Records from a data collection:
──────

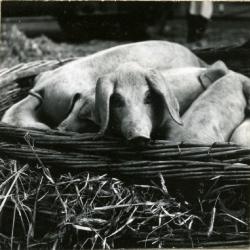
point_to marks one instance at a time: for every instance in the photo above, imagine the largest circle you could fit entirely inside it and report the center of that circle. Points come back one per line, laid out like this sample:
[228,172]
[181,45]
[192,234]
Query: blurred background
[33,30]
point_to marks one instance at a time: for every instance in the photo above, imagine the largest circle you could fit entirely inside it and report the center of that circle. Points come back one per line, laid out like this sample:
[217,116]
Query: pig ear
[213,73]
[104,90]
[158,84]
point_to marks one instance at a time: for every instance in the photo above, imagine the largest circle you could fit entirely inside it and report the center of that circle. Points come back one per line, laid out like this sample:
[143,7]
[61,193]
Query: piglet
[215,113]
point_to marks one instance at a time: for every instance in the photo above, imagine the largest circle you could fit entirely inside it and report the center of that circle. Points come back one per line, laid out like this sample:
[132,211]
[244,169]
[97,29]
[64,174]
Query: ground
[59,210]
[15,47]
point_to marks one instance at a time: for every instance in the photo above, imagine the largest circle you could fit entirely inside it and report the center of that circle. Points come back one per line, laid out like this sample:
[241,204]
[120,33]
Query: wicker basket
[73,150]
[170,161]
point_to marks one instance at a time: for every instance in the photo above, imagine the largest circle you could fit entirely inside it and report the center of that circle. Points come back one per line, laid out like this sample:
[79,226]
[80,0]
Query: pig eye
[117,101]
[148,98]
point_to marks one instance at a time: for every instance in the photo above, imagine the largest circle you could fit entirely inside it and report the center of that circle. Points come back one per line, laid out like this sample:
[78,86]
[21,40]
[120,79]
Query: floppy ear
[213,73]
[104,90]
[158,84]
[246,90]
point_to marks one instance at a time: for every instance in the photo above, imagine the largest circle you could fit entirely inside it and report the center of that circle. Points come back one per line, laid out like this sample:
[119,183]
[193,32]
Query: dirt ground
[15,47]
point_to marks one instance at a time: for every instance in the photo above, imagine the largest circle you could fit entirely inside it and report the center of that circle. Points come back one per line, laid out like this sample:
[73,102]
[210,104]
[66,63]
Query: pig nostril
[139,141]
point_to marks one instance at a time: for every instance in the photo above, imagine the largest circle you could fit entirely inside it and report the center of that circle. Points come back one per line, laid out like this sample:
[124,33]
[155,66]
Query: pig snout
[136,131]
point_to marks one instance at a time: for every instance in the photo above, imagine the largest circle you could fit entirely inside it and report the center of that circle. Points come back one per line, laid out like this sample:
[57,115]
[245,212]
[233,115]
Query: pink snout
[136,132]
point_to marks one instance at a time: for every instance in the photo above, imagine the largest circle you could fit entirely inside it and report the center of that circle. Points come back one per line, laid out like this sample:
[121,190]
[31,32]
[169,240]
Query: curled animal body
[139,103]
[215,114]
[73,84]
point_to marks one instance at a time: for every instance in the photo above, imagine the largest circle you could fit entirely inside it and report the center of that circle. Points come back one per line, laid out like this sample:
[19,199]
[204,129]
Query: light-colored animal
[241,134]
[215,113]
[139,102]
[58,90]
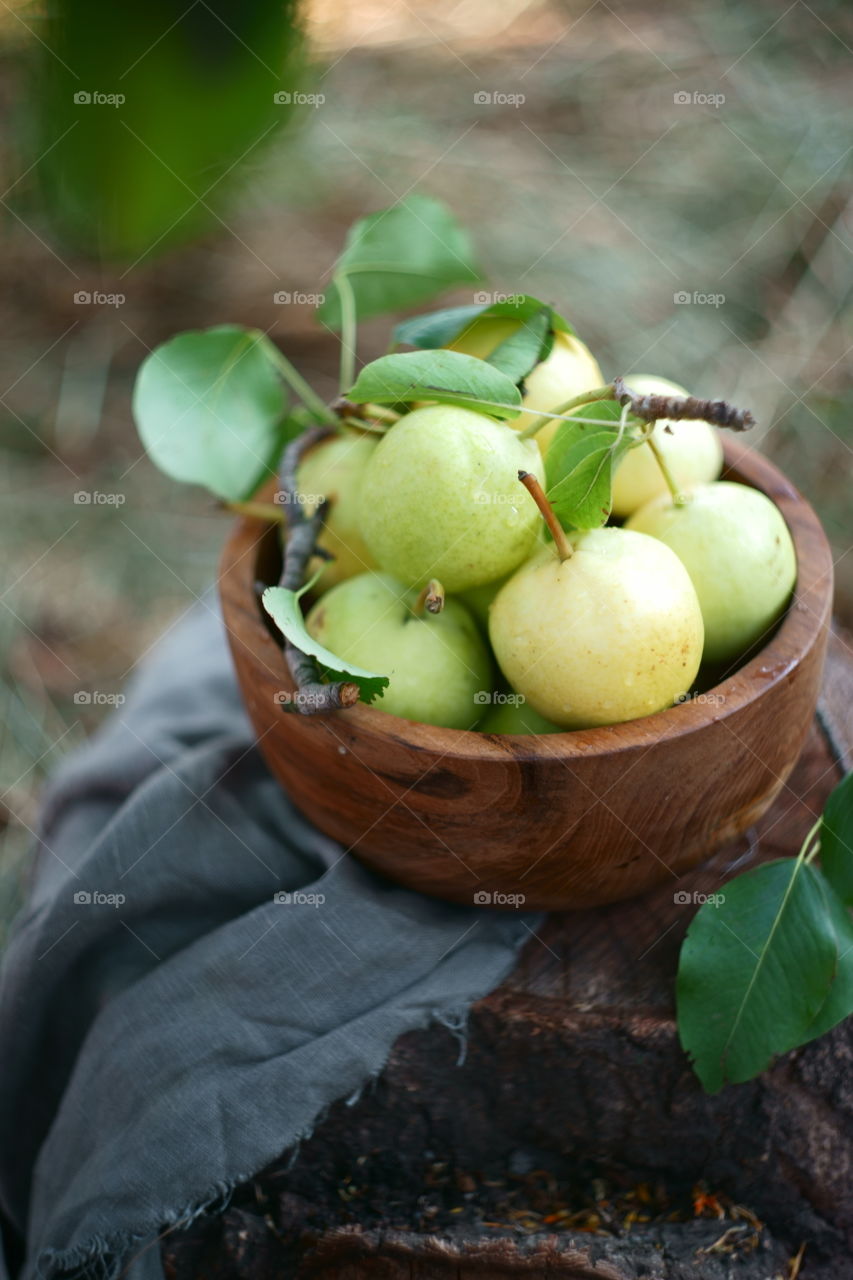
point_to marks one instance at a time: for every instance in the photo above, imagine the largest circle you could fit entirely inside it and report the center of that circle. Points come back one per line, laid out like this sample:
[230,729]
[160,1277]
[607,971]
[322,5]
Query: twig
[301,531]
[649,408]
[557,533]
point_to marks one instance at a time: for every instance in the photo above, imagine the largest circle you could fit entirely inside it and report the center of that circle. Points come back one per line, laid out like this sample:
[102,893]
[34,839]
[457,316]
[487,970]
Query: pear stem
[679,497]
[557,533]
[349,328]
[432,598]
[598,393]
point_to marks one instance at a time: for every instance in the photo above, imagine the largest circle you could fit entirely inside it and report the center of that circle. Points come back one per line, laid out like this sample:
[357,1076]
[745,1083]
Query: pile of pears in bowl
[571,567]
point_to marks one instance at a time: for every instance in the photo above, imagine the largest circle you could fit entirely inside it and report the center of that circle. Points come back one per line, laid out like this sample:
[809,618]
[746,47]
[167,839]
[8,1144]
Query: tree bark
[574,1097]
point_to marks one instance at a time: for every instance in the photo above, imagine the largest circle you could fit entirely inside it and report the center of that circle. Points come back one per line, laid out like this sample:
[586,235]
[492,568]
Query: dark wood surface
[569,819]
[573,1073]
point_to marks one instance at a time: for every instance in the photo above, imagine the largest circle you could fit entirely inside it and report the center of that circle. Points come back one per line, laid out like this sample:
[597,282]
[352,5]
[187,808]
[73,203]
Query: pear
[609,634]
[439,498]
[333,470]
[692,451]
[438,664]
[569,370]
[478,599]
[735,545]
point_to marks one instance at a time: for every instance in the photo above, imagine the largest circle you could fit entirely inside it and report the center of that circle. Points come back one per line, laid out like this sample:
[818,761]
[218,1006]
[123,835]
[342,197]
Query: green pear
[692,451]
[610,634]
[569,370]
[512,714]
[734,543]
[437,662]
[441,498]
[478,599]
[333,470]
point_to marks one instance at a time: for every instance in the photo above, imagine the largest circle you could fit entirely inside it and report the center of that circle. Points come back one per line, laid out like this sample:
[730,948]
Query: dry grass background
[600,192]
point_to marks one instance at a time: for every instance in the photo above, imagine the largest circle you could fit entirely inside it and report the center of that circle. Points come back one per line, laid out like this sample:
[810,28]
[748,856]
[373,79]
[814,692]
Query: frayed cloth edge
[105,1257]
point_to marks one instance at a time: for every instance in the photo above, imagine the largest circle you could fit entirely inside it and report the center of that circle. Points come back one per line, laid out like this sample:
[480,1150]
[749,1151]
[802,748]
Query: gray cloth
[168,1027]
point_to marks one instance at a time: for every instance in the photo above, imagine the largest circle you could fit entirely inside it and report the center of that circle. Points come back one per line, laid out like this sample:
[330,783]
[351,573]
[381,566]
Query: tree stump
[573,1139]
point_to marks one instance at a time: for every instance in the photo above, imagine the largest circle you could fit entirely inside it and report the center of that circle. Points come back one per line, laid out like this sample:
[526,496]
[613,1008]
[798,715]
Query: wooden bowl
[561,821]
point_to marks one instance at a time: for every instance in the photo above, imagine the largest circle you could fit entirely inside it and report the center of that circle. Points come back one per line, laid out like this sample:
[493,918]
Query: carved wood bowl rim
[793,638]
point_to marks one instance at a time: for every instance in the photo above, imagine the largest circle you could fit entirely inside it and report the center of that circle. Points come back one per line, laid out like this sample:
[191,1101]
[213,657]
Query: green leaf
[836,840]
[839,1002]
[579,466]
[755,972]
[209,410]
[401,256]
[520,353]
[445,376]
[283,608]
[439,328]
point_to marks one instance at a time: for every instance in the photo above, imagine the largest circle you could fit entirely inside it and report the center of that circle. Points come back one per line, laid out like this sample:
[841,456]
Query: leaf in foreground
[209,410]
[836,840]
[401,256]
[839,1002]
[580,464]
[439,328]
[283,608]
[755,972]
[443,376]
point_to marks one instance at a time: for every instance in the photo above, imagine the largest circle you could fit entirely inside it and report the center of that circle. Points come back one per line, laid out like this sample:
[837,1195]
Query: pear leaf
[209,408]
[836,840]
[401,256]
[839,1002]
[579,466]
[443,376]
[520,353]
[756,972]
[283,608]
[439,328]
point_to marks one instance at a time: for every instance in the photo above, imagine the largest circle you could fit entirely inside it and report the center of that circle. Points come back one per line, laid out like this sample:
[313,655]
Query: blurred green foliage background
[674,177]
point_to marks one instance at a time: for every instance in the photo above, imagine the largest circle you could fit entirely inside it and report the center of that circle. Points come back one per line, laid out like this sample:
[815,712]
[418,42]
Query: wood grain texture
[573,1068]
[569,819]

──────

Aim of the exercise:
Output every record verbatim, excluding any picture it contains.

Response to this task:
point_to marks one instance at a time: for every instance in the photo above, imagine the largest circle you could fit entirely inside it and report the center of that circle. Points come back one per line, laid out like this sample:
[228,172]
[181,45]
[192,234]
Query: blurred background
[33,30]
point_to marks one instance at a time: for every instance in the photo above, imagine the largest circle you could fit entirely inside it and report the center of that circle. Points come back one per line, laid out like this sample:
[217,116]
Query: pig ear
[213,73]
[104,90]
[158,84]
point_to marks one instance at a time: for every instance in the photo above, imagine the largest circle you could fit entirely inside it and report the center of that circle. Points come back one per line, laid out like this sample:
[143,7]
[61,193]
Query: piglet
[215,113]
point_to marks one instance at a time: for every instance in the photo above, imagine the largest circle you could fit entirely inside it and report the center of that circle. Points come back one per line, laid out like this sample:
[132,211]
[244,169]
[97,29]
[64,174]
Query: ground
[59,210]
[15,47]
point_to marks one instance at a time: for every instance in the photo above, imagine the largest circle you could fit entirely inside it and report the center of that circle. Points come back one per line, laid out like this sample:
[241,204]
[120,33]
Query: wicker basket
[73,150]
[170,161]
point_to marks one instance at a time: for every instance in the photo above, imagine the largest circle you could fit entirely inside it and report the center of that circle. Points come back one per line, laid out like this sample:
[79,226]
[80,0]
Query: pig eye
[117,101]
[148,98]
point_to marks one instance at a time: for every instance in the photo above, imagine the largest circle you could fit entirely inside it and report the center of that circle. Points come back one per line, laid out like this sample:
[78,86]
[21,40]
[120,79]
Query: floppy ear
[213,73]
[104,90]
[158,84]
[246,90]
point_to marks one instance at a time: for every instance in the photo above, imagine the largest circle you could fit entirely inside it and report the center of that circle. Points come back one per line, laid out like this sample:
[119,183]
[193,32]
Query: dirt ground
[15,47]
point_to marks one instance at a time: for every instance in the photo above, imagine the largest circle you could fit entirely inside it and report the center of that circle. Points come back one per line, laid out like this sample:
[73,102]
[210,104]
[66,63]
Query: pig nostril
[139,141]
point_to marks one instance at a time: for every instance in the photo above, imagine the largest circle you could fit entirely inside it and report the center of that circle. Points come back one per line, laid out like this sample:
[124,33]
[155,66]
Query: pig snout
[136,131]
point_to marks one instance at a time: for every instance in the photo above, imagine the largest circle you could fit entirely inside it and report the center of that circle. Points come back one per line, laid out like this sample:
[57,115]
[245,212]
[233,115]
Query: pink snout
[136,132]
point_to marks one instance at a time: for every instance in the photo above, imagine the largest circle you could fit entirely inside it and report the center of that circle. Points come back one per line, laid out like this sample:
[121,190]
[31,32]
[169,240]
Query: curled animal body
[139,103]
[215,114]
[73,84]
point_to marks one instance at a time: for every instance in the photo above, imagine the largest circle you could fit entirely inside it and report the center of that circle. Points come back one per line, laid out like this sample:
[19,199]
[204,129]
Query: light-colored animal
[241,134]
[215,113]
[139,102]
[58,90]
point_to marks one instance at a time: for every instance in the photo above, imagine the largest circle you could fit entirely inside it and report the center of that circle. Points come back one per line, laid out like this sample:
[230,729]
[160,1277]
[607,971]
[322,5]
Query: twig
[301,531]
[649,408]
[557,533]
point_to marks one instance at a time: for every instance in the photo above, imagine the largest circle you could fit entirely inside it and report the center of that circle. Points come back one per line, laid out like this sample:
[102,893]
[34,839]
[457,316]
[487,970]
Query: pear stem
[679,497]
[557,533]
[349,328]
[432,598]
[598,393]
point_to marks one instance at a time: for every instance in the photo above, imagine the largest circle you could fit entirely inside it and report the center of that circle. Points come back one per line, laid out like this sample:
[357,1076]
[745,1083]
Query: pile of pears in bowl
[571,567]
point_to marks one instance at a time: for every instance in the photo above, imagine the largest circle you could fit entirely inside it and report the center of that circle. Points come back one per line, laid out like this sample:
[809,618]
[746,47]
[167,839]
[8,1144]
Query: tree bark
[574,1097]
point_to marks one instance at a time: for every instance in the photo above, imagine the largest circle you could fit entirely inside it and report the center of that circle. Points come back one per line, laid out like this sample:
[586,235]
[492,568]
Query: dark wood surface
[569,819]
[573,1073]
point_to marks one instance at a time: for every instance in the photo above, imagine the largest circle you could fit entirely inside it and report the center of that circle. Points come back one per line, laid out like this sample:
[597,282]
[352,5]
[187,808]
[73,203]
Query: pear
[609,634]
[439,498]
[333,470]
[692,451]
[438,664]
[569,370]
[478,599]
[735,545]
point_to marks one instance at a time: for every instance in the photo above, imagine the largest circle you could fit entirely inside it and report the center of that circle. Points come back one per line, laid out like this sample:
[818,761]
[218,1006]
[123,835]
[342,197]
Query: green pear
[692,451]
[610,634]
[569,370]
[512,714]
[734,543]
[437,662]
[441,498]
[478,599]
[333,470]
point_to marks one instance at a time: for every instance in the photo above, imagine the largest circle you could fit entirely inside it and report the center of that circle. Points come back one per line, laid out like this sample:
[730,948]
Query: dry grass background
[600,192]
point_to marks one instance at a time: for every instance in the photo above, imagine the largest circle you could fit entirely inside it and report the center of that circle. Points come back one per line, laid out like this sample:
[810,28]
[748,856]
[373,79]
[814,692]
Query: frayed cloth edge
[105,1257]
point_to marks one instance at a time: for every instance in the photo above, imagine the largest circle you could fit entirely inside it and report the center of that circle. Points come back one per line, laid out like this sample:
[480,1150]
[749,1151]
[802,748]
Query: gray cloth
[168,1027]
point_to marks one instance at a time: for every instance in the photo above, imagine the largest circle you could fit entirely inside it and report the center of that circle. Points come back one per line, laid out like this sample:
[330,783]
[351,573]
[381,566]
Query: tree stump
[573,1139]
point_to marks one instance at a time: for every instance in the photo above, imagine the largest circle you could fit entirely inside it and report the center of that circle. Points come back one per line, laid out like this sample:
[526,496]
[613,1008]
[798,715]
Query: wooden bowl
[561,821]
point_to marks one instance at a time: for every instance in the photo above, imagine the largest circle you could fit entirely inside it and report the center of that circle. Points come back one per line, laid out like this sample:
[493,918]
Query: carved wood bowl rim
[793,638]
point_to marks one instance at a time: for every instance in the photo above, imagine the largest circle you could fit entirely inside it and report the center of that circle. Points come back one per line, laid out like this sample:
[191,1101]
[213,657]
Query: green leaf
[836,840]
[839,1002]
[579,466]
[755,972]
[209,410]
[401,256]
[520,353]
[445,376]
[283,608]
[439,328]
point_to marks one instance at a time: for every instance in the photo above, imagine the largest circle you could fit entirely inside it and report the center of that circle. Points come back one per line, laid out like this sample:
[841,456]
Query: leaf in foreground
[209,410]
[836,840]
[401,256]
[839,1002]
[580,464]
[439,328]
[283,608]
[755,972]
[443,376]
point_to marks one instance at a time: for every instance in the photo above, imagine the largest circle you could fit entirely inside it and report the center of that circle. Points come back one per line, laid out like this sample:
[837,1195]
Query: pear leaf
[209,408]
[836,840]
[401,256]
[839,1002]
[579,466]
[443,376]
[520,353]
[756,972]
[283,608]
[439,328]
point_to marks one instance at a time: for every instance in the photo above, imagine the largest circle you could fit entirely inside it and report the center of that circle. Points come back one per line, laid out like this sample:
[313,655]
Query: blurred green foliage background
[674,177]
point_to marks one instance at a time: for every instance in the photo above, imagine the largest circle you could fit entirely inside it and report the center of that circle. Points come back one per line, laid out like this sample:
[815,712]
[418,42]
Query: wood grain texture
[573,1068]
[569,819]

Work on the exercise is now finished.